◆ THE TASKS ◆
1 > In the superannuation contributions text, how long does BPAY typically take to reach the fund?
2 > Decide whether each statement agrees with the superannuation contributions text. Answer yes or no for each and quote the words that decide it.
(a) A Notice of Intent lodged after the tax return remains valid.
(b) Peak processing for funds runs from late June through August.
(c) A failed Notice makes the contribution count against a $120,000 non-concessional cap.
3 > Resume the superannuation contributions text, picking up right after its last sentence.

◆ TEXT SHOWN ◆
Trap 3: BPAY and Electronic Transfer Float
BPAY typically takes two to three business days to reach the fund. Electronic funds transfers vary by bank and processing window. The practical recommendation is to initiate all personal contributions by mid-June at the latest.
Notice of Intent Under s290-170: Where Business Owners Lose the Deduction
A personal deductible contribution becomes deductible only when a valid Notice of Intent under s290-170 is lodged with the super fund and acknowledged in writing before the tax return is lodged.
What Invalidates a Notice of Intent
The Notice fails when the director has already rolled the contribution to another fund, already withdrawn part of the contribution (including by commencing a pension), or ceased to be a member of the fund. A Notice lodged after the tax return is also invalid. These defects cannot be cured retrospectively, and the contribution reverts to non-concessional treatment.
The Acknowledgement Requirement
The fund must confirm receipt in writing. Peak processing runs from late June through August, and acknowledgements are routinely delayed. The practical action is to lodge the Notice as early as possible, with many directors benefiting from a July lodgement.
What Happens If the Notice Fails
A failed Notice reclassifies the contribution as non-concessional. The director loses the deduction entirely. The contribution counts against the $120,000 non-concessional cap, which may inadvertently trigger the three-year bring-forward arrangement or create an excess non-concessional contributions liability.
When Concessional Contributions Are the Wrong Move
Concessional contributions reduce tax in the abstract, but five specific circumstances contribute a worse outcome than paying the tax and retaining capital in the business.
- Active borrowing application in progress. Reduced assessable income lowers serviceability and can reduce approved loan amounts.
- TSB approaching or above $3 million. Div 296 exposure from 1 July 2026 extends the decision horizon beyond the current-year tax.
- Director earning under $45,000. The marginal rate arbitrage against the 15% contributions tax is too thin to justify locking capital until preservation age.
- Business carrying tax losses. A deduction offsets unused losses the business would otherwise carry forward.

(Object pointing data rows)
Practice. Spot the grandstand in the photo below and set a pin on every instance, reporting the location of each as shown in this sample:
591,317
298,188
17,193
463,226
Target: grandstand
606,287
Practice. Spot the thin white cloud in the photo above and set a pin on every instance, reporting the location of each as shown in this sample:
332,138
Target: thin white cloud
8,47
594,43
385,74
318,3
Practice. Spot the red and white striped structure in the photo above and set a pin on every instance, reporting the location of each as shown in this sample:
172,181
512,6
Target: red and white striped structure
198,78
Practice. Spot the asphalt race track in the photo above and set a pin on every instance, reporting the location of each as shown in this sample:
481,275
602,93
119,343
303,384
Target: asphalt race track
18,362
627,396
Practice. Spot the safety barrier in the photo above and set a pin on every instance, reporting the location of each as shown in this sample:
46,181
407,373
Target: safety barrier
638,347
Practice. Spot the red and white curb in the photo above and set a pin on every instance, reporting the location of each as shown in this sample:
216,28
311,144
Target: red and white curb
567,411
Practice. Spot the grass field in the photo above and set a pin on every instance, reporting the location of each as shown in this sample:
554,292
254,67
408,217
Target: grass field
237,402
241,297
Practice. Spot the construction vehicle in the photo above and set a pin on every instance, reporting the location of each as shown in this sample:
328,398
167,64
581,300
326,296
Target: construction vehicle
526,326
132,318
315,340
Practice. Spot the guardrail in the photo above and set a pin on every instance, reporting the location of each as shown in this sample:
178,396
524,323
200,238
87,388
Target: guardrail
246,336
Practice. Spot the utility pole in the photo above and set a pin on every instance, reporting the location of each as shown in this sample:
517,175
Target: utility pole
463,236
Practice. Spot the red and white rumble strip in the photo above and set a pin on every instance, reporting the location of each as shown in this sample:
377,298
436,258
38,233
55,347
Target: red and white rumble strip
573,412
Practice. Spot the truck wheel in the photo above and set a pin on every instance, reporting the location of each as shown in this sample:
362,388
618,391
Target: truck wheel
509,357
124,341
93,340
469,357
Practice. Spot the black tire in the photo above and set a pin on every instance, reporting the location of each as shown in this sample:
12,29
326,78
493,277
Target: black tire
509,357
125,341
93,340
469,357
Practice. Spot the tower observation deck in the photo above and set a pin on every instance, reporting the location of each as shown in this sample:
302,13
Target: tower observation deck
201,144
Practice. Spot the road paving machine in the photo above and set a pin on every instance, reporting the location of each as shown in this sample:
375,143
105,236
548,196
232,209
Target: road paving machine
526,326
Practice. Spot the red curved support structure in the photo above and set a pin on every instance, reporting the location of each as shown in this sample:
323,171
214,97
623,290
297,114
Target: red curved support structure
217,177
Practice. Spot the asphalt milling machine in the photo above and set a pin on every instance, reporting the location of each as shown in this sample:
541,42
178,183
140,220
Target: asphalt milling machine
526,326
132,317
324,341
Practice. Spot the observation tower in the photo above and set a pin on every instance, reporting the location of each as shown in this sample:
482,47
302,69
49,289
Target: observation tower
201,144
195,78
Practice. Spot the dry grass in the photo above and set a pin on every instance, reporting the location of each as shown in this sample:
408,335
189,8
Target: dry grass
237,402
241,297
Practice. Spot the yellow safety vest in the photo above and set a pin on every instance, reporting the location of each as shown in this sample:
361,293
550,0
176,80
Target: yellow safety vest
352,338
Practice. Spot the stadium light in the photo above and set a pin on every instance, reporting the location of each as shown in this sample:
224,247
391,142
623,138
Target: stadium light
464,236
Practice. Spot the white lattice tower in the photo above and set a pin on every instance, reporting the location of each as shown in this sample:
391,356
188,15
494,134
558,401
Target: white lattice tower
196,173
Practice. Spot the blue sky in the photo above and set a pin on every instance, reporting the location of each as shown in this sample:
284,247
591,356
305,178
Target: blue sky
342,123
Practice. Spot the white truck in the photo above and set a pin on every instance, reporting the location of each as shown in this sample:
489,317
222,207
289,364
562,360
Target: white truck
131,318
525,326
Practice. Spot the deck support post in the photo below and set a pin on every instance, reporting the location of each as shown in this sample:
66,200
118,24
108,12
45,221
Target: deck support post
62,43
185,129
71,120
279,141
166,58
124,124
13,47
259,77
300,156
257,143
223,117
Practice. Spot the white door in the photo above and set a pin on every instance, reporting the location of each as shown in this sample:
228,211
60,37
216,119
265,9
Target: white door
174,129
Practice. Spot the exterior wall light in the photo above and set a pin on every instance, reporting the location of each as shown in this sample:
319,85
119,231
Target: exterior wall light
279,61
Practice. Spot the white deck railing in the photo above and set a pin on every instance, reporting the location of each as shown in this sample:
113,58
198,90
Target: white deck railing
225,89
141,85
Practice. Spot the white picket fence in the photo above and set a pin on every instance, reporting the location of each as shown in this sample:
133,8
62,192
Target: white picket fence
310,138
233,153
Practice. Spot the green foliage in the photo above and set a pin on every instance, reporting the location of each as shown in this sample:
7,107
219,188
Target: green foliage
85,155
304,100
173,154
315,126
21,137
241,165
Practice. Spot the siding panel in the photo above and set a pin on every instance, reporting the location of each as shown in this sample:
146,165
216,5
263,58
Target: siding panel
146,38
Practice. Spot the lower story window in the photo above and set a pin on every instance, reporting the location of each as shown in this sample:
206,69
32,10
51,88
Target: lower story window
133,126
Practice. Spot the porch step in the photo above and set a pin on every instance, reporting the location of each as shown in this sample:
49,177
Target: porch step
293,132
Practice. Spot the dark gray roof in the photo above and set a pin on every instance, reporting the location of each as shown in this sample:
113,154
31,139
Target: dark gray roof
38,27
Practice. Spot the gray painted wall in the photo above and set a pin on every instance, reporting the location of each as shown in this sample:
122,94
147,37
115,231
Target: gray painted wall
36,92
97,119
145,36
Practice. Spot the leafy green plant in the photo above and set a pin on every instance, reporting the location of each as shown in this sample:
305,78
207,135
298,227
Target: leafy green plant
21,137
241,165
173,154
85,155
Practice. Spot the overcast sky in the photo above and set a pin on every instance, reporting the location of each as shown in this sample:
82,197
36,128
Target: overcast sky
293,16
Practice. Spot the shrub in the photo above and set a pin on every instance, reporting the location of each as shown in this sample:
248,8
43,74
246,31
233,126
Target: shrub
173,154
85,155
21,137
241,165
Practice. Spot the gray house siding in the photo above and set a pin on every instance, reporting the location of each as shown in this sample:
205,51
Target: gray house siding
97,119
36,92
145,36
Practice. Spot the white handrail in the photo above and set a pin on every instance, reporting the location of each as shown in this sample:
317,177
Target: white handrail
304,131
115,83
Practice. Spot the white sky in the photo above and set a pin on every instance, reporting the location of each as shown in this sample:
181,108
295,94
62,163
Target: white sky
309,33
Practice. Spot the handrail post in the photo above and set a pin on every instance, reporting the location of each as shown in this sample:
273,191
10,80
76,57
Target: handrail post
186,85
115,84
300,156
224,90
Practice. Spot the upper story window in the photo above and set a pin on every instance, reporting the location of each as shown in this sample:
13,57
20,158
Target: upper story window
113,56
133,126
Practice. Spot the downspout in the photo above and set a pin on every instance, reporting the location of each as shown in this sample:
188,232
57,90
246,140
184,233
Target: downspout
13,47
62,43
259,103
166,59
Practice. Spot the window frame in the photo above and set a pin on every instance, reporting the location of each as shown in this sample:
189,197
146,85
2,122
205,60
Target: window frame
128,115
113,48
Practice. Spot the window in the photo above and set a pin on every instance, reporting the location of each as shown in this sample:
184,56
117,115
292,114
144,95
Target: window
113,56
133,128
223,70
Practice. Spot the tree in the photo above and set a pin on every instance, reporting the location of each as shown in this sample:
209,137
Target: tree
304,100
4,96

◆ RESULTS FOR EACH TASK ◆
1 > Two to three business days.

2 >
(a) No: "A Notice lodged after the tax return is also invalid."
(b) Yes: "Peak processing runs from late June through August"
(c) Yes: "The contribution counts against the $120,000 non-concessional cap"

3 >
- Imminent contribution cap excess. Amounts over the cap are taxed at the director’s marginal rate with limited offset, converting a planned saving into a penalty.
These circumstances track the conditional logic covered in our EOFY tax minimisation and borrowing capacity analysis.
Payday Super From 1 July 2026: What Changes Next Year
Payday super takes effect from 1 July 2026, requiring employers to pay SG at the same time as wages, which eliminates the quarterly SG timing loophole.
FY27 EOFY planning must assume SG is paid on the same cadence as payroll. The strategic focus shifts from managing the Q4 SG lag to managing voluntary top-ups, with salary sacrifice adjustments and personal deductible contributions becoming the primary levers. Full transition guidance is covered in our payday super guide for employers.
Frequently Asked Questions
Can a company claim a tax deduction for super contributions to its directors?
Yes, under s290-60 ITAA 1997, subject to SG rules and the reasonable remuneration test. The contribution must be paid to a complying fund and received by 30 June for the deduction to apply in the current year.
Do I need a Notice of Intent for an employer contribution?
No. Notice of Intent under s290-170 applies only to personal deductible contributions made from after-tax funds. Employer contributions, including salary sacrifice, are automatically treated as concessional by the fund.
What happens if my Q4 super guarantee is paid late and arrives in July?
The contribution counts toward the FY27 concessional cap, not FY26, because cap allocation follows the fund’s receipt date. Directors relying on SG as part of their cap calculation should verify fund receipt, not company payment.
How do carry-forward concessional contributions work for business owners?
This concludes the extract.